### SOURCE PASSAGE
- - - -

New test can detect any virus in humans or animals

Name that virus! A new genomic test is able to detect any virus found in humans or animals, even at low levels, according to a September 22, 2015 online report in Genome Research. More than this, the test can identify the virus’s taxonomy, strain, virulence, and drug resistance.

The test builds on metagenomic shotgun sequencing (MSS), a genomic testing process that comprehensively evaluates all genes from all organisms present in a given complex sample. However, MSS can lack sensitivity and may yield insufficient data for detailed analysis.

So, researchers in this investigation created a targeted sequence capture panel, called ViroCap, which condensed nearly 1 billion base pairs (bp) of viral reference sequence into less than 200 million bp of unique, representative sequence suitable for targeted sequence capture.

“With this test, you don’t have to know what you’re looking for,” said the study’s senior author, Gregory Storch, MD, the Ruth L. Siteman Professor of Pediatrics at Washington University School of Medicine in St. Louis, MO, where the technology was developed. “It casts a broad net and can efficiently detect viruses that are present at very low levels. We think the test will be especially useful in situations where a diagnosis remains elusive after standard testing or in situations in which the cause of a disease outbreak is unknown.”

ViroCap could be used, for instance, to detect outbreaks of deadly viruses such as Ebola, Marburg, and severe acute respiratory syndrome (SARS), as well as routine viruses, including rotavirus and norovirus.

The authors noted that this new test is just as sensitive as the gold-standard polymerase chain reaction (PCR) assay, although even the most expansive PCR assays can only screen for up to about 20 similar viruses at the same time.

- - - -

### DATA UNDER STUDY
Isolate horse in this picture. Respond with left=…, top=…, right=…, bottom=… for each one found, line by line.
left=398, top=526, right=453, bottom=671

- - - -

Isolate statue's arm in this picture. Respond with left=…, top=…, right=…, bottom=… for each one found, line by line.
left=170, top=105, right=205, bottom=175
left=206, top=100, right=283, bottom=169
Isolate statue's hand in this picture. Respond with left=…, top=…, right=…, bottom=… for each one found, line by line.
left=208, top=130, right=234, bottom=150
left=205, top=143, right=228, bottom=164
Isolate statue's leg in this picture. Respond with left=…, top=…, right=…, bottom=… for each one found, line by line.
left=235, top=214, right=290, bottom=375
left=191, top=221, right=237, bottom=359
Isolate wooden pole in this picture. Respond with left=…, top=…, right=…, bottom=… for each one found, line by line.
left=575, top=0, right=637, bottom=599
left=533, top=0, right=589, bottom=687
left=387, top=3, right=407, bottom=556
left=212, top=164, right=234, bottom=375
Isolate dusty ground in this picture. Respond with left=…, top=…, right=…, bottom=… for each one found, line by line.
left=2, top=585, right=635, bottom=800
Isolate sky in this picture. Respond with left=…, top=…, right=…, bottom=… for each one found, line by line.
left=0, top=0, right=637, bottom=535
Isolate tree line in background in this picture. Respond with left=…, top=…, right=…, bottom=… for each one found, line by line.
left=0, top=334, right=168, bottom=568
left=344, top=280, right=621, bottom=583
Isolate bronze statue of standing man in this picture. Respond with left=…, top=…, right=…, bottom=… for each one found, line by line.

- - - -

### REQUIRED ACTION 1
From the virus-detection passage, transcribe the stretch from "The test builds" through "targeted sequence capture.".
### REQUIRED ACTION 2
Pick up the article on the ViroCap virus test after its last sentence and continue it.

### RESPONSE BOX 1
The test builds on metagenomic shotgun sequencing (MSS), a genomic testing process that comprehensively evaluates all genes from all organisms present in a given complex sample. However, MSS can lack sensitivity and may yield insufficient data for detailed analysis.

So, researchers in this investigation created a targeted sequence capture panel, called ViroCap, which condensed nearly 1 billion base pairs (bp) of viral reference sequence into less than 200 million bp of unique, representative sequence suitable for targeted sequence capture.

### RESPONSE BOX 2
In this study, the researchers compared the new test with conventional MSS testing in two sets of biological samples—one set from samples submitted to a diagnostic virology laboratory and the other derived from samples collected in a study of fever in children.

In the first, MSS testing detected viruses in 10 of 14 patients. But ViroCap found those 10 plus 4 additional viruses that MSS testing had missed. These were common, everyday viruses—influenza B, parechovirus, herpes virus 1, and varicella-zoster virus. In a second group of children with unexplained fevers, standard MSS testing detected 11 viruses, but the new test found those and another 7 viruses, including human adenovirus B type 3A.

In the two experiments combined, MSS detected 21 viruses compared with 32 detected by ViroCap—a 52% increase.

“The test is so sensitive that it also detects variant strains of viruses that are closely related genetically,” said corresponding author Todd Wylie, ‎Director of Microbial Genomics Computing at Washington University School of Medicine. “Slight genetic variations among viruses often can’t be distinguished by currently available tests, and complicate physicians’ ability to detect all variants with one test.”

In addition, the test can simultaneously provide immediate characterization of a virus, including taxonomic assignment, strain typing, virulence characteristics, and antiviral drug resistance genotyping. For example, the study showed that while standard MSS testing identified influenza A, the new test indicated that the virus was the particularly harsh H3N2 subtype.

As novel viruses are discovered, their genetic sequences could be easily added to the test’s panel, Dr. Storch said.

“It also may be possible to modify the test so that it could be used to detect pathogens other than viruses, including bacteria, fungi and other microbes, as well as genes that would indicate the pathogen is resistant to treatment with antibiotics or other drugs,” said co-author Kristine Wylie, PhD, Assistant Professor of Pediatrics at Washington University School of Medicine.

For now, the researchers will conduct additional research to validate the accuracy of the test, so ViroCap may not be clinically available for several years. In the meantime, the researchers are making the technology they developed publicly available to scientists and clinicians worldwide, for the benefit of patients and research.